Please rewrite the lines below as a Markdown table with the columns Row and Line, starting at the line that contains "Verification task: stone base" and ending at the line that contains "[138,224,160,240]", both included. Number each row and leave out any blank lines.

DATA RECORDS:
=======

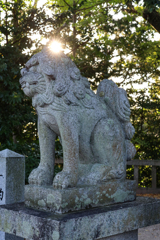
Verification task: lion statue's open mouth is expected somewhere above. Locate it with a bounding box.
[20,48,135,188]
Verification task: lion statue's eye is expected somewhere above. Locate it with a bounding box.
[30,82,37,85]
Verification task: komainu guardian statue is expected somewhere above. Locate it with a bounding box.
[20,48,135,189]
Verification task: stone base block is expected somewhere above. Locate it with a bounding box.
[25,180,136,213]
[0,197,160,240]
[99,230,138,240]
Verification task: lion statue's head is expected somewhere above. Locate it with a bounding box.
[20,48,95,108]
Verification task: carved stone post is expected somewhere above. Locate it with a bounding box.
[0,149,25,240]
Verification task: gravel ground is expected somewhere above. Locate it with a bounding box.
[138,224,160,240]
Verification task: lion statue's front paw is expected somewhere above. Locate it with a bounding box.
[28,166,53,185]
[53,171,77,189]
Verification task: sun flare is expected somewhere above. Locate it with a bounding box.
[50,41,62,53]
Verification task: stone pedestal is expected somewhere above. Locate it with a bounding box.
[25,180,136,213]
[0,197,160,240]
[0,149,25,240]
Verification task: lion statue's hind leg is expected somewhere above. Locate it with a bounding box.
[88,118,126,183]
[28,166,53,186]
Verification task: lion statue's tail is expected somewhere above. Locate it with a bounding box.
[97,79,136,161]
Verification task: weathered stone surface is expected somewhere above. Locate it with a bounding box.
[25,180,136,213]
[99,230,138,240]
[20,48,135,189]
[0,197,160,240]
[0,149,25,240]
[0,149,25,205]
[0,149,24,158]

=======

PROBLEM SOLUTION:
| Row | Line |
|---|---|
| 1 | Verification task: stone base block is expected somewhere above. Locate it with a bounding box. |
| 2 | [25,180,136,213] |
| 3 | [0,197,160,240] |
| 4 | [99,230,138,240] |
| 5 | Verification task: lion statue's head is expected somewhere above. Locate it with a bounding box. |
| 6 | [20,48,95,108] |
| 7 | Verification task: carved stone post is expected somewhere above. Locate it with a bounding box. |
| 8 | [0,149,25,240] |
| 9 | Verification task: gravel ground is expected somewhere above. Locate it with a bounding box. |
| 10 | [138,224,160,240] |